>>>

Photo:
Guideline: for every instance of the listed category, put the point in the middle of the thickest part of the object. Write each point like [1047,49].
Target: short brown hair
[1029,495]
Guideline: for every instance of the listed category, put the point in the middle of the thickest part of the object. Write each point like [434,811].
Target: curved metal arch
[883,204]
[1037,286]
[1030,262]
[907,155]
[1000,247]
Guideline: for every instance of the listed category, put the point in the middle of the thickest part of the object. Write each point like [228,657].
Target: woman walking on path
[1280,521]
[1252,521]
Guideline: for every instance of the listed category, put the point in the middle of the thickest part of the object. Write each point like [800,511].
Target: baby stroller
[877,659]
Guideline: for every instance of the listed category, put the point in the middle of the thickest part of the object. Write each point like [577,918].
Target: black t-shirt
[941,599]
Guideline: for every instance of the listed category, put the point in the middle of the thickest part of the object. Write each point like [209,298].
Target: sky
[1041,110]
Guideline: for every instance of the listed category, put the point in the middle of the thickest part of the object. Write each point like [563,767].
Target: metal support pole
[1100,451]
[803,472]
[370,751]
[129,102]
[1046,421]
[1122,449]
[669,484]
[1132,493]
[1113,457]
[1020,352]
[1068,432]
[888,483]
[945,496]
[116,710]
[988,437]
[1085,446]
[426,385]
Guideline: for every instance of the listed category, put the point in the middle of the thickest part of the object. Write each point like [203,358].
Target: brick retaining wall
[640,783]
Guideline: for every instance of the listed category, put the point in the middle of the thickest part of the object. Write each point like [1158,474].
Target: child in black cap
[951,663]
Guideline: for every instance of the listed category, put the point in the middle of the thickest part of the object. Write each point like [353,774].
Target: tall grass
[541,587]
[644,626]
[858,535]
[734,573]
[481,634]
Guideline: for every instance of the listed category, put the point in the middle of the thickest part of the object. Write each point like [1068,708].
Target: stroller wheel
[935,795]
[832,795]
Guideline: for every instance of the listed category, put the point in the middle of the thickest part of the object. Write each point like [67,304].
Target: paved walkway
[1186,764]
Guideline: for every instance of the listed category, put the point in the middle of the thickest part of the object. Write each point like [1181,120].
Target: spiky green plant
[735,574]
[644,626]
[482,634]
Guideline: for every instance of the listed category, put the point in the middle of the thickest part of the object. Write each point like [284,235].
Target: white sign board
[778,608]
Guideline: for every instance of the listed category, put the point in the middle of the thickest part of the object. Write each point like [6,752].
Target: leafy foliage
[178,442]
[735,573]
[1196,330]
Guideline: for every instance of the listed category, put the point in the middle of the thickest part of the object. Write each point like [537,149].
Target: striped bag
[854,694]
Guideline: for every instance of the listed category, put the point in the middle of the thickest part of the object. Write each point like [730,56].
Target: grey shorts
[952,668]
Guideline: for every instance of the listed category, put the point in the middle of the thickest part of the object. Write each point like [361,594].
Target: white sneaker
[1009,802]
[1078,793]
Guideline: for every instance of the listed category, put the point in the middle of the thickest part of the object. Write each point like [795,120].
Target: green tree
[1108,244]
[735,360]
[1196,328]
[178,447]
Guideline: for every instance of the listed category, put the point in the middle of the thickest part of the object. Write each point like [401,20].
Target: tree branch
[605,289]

<<<

* EXERCISE OBJECTIVE *
Begin at the line that contains "point like [537,149]." and stop after the last line, then write out each of those lines again in full. In the answer coordinates only, multiply every number by 1.4 and round to a whole number, with halves rounded up; the coordinates shown as a writing format stay unchanged.

* THE OUTPUT *
Guideline: for every instance of the listed category, put the point in the middle of the thickest part of the object. Write each point like [537,149].
Target: striped bag
[1196,972]
Guideline: for every instance of the listed category, put the point in the middle of the thickest part of the object. Write each point like [730,56].
Target: grey shorts
[1333,935]
Guideline: for every instance of the listed category, put the point in the middle of the thickest part of the object. Write each point like [361,594].
Target: white sneaker
[1413,1123]
[1509,1110]
Guideline: for every instance of the listed category, put the point in the middle of the thickest part of the object. Write each point like [795,120].
Target: green tree
[1551,342]
[1029,504]
[1674,459]
[249,626]
Guideline: for every instance of the listed category, put the point in the middle of the thickest part of the object. Write each point like [401,20].
Target: tree branch
[847,405]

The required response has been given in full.